▸ Exercise objective:
Extract the listing below in full, unchanged.
(Input records)
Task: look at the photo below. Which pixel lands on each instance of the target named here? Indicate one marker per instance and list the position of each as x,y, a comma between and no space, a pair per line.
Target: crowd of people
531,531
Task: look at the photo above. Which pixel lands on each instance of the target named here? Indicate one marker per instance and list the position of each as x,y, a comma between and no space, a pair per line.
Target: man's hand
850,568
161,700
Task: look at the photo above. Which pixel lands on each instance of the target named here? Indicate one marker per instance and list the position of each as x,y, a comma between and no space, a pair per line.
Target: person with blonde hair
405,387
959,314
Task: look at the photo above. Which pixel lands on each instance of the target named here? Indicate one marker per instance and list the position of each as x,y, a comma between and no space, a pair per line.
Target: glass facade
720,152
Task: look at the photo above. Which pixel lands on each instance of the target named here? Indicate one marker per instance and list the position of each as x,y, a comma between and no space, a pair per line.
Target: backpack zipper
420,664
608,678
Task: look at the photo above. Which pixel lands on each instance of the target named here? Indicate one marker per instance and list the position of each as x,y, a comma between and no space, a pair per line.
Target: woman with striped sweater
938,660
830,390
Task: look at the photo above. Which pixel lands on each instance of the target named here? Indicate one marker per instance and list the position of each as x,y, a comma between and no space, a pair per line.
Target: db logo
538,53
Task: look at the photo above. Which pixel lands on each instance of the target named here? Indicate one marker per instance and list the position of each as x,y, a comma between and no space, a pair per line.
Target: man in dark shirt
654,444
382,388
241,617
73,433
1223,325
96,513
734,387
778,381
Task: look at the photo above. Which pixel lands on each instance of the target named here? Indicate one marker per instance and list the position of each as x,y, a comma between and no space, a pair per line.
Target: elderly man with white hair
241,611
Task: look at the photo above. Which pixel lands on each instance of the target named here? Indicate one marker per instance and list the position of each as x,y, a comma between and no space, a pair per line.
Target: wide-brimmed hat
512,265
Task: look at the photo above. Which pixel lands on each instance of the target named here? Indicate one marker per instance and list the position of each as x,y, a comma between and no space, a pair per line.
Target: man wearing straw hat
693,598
(End Input records)
▸ Answer area:
Task: look at the photo below. Which pixel lands on each instance of the target named here? Indicate one marker per instance and list the position of each as x,y, a comma between and no space, a pair per line.
Target: crowd of people
531,531
Task: look at the photo above. Which pixel lands on each instance of the target named here? Indicate one marker per instance and list the position of each as x,y, a comma between and no space, a pair per line.
Target: man's hand
850,568
161,700
Task: look at the photo above. Which pixel lands on each instance of the target named here? Indicate one marker per instance and list the position of each as x,y, a comma between and no space, a pair per line.
Target: person with blonde hair
405,387
959,314
Task: look at the photo above. Which pixel lands on each instance of the target named here? Indicate one marker per instance and list the position of each as x,y, a comma between and no space, a pair per line.
Target: glass facade
720,152
Task: look at the photo above. Which pixel lands on each instance of the target named here? Indicate one marker per instance and list the position of each as x,y, a comma between and no space, a pair per line.
Target: backpack zipper
420,664
608,678
Task: look at the photo above. Which pixel lands on each instance of the target named here? Indicate one marker per instance and list the position of each as x,y, a comma between and no space, a pair per line.
Target: woman with striped sweater
938,660
830,390
Task: look at the photo above. Which pixel lands on each instance of the target named here? Indicate one marker per instance and list the position of each as x,y, a comma between and no space, a pair per line.
Target: db logo
538,53
Task: look at the photo above. Which pixel lands on each instance of the target named here? Indicate one marker per instance and list the position of each as x,y, a comma between and no space, a pair per line.
Target: man in dark shirt
654,444
382,388
241,617
73,433
1223,325
96,513
734,387
778,381
Task: look at the photo above. Which pixel lands on each instance of the target named here? Indicate one marker per instance and list the position of each as x,y, a comma between and no space, a pair per line.
Target: elderly man with white hair
241,611
Task: look at the photo above. Which pixel lands on each instance of the target named here? Indicate one marker per instance and list the position of each as x,y, a comma between and no space, a pair per line.
Target: wide-brimmed hat
512,265
Task: look at the photo above. Which pixel lands on each instance of the target named here? Indicate one marker per instance and list the position of each as x,y, a comma between and no space, a pair per line.
Target: man wearing straw hat
693,598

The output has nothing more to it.